+++ DATA PROVIDED +++

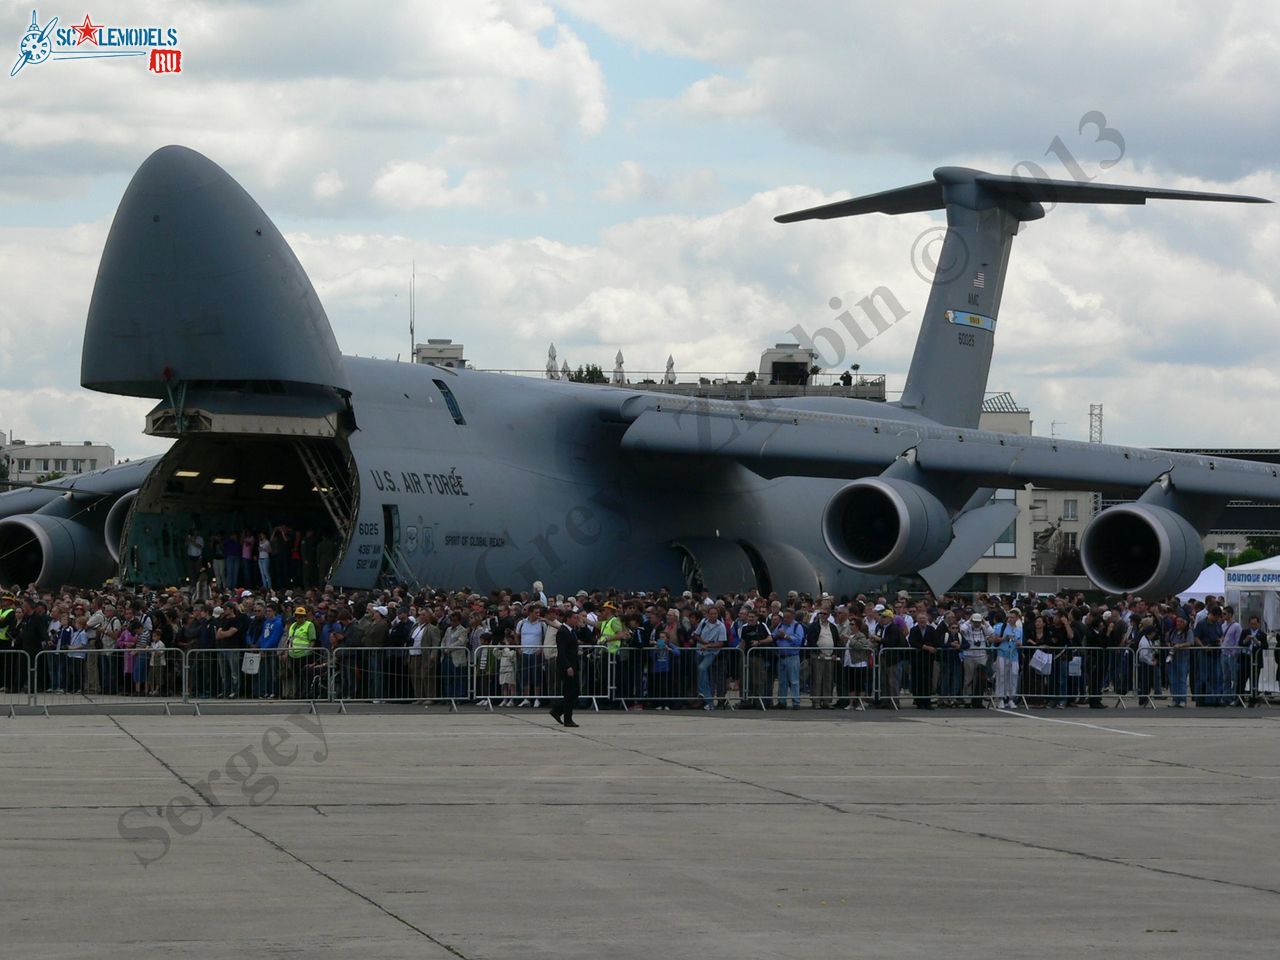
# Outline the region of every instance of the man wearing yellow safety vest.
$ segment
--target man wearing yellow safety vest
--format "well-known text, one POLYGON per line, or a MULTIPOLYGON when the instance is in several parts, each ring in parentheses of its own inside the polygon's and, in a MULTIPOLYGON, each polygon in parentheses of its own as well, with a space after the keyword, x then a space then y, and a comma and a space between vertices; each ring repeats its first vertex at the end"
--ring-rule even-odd
POLYGON ((618 619, 618 608, 612 603, 606 603, 601 607, 600 614, 600 645, 604 647, 604 652, 609 658, 616 663, 618 651, 622 649, 623 642, 631 638, 631 631, 618 619))
POLYGON ((22 658, 13 653, 18 626, 18 613, 13 608, 15 602, 11 593, 0 596, 0 693, 17 693, 22 688, 22 671, 18 666, 22 658))
POLYGON ((284 695, 290 700, 301 699, 305 693, 303 675, 315 645, 316 625, 307 616, 306 607, 295 607, 293 622, 285 631, 284 695))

+++

Quote in full the listing given above; the images are to be left out.

## [RESPONSE]
# Outline the region of every instance of the man wearing yellow safety vest.
$ segment
--target man wearing yellow safety vest
--format "well-known text, one POLYGON per line, or a MULTIPOLYGON when the instance is in several parts, each ring in parentheses of its own inside the polygon's and, in a MULTIPOLYGON, each polygon in parentheses of its own as well, with a space after the keyword, x then a space then y, and a comma and a space between vertices; each ring repeats its first vertex at the end"
--ring-rule even-odd
POLYGON ((618 619, 618 608, 612 603, 606 603, 601 607, 600 614, 600 645, 604 647, 604 652, 609 658, 616 663, 618 651, 622 649, 623 642, 631 638, 631 631, 618 619))
POLYGON ((22 658, 13 653, 18 626, 18 613, 13 608, 15 602, 11 593, 0 596, 0 693, 17 693, 22 688, 22 671, 18 666, 22 658))
POLYGON ((284 695, 290 700, 301 699, 305 693, 303 675, 315 645, 316 625, 307 616, 306 607, 295 607, 293 622, 285 631, 284 695))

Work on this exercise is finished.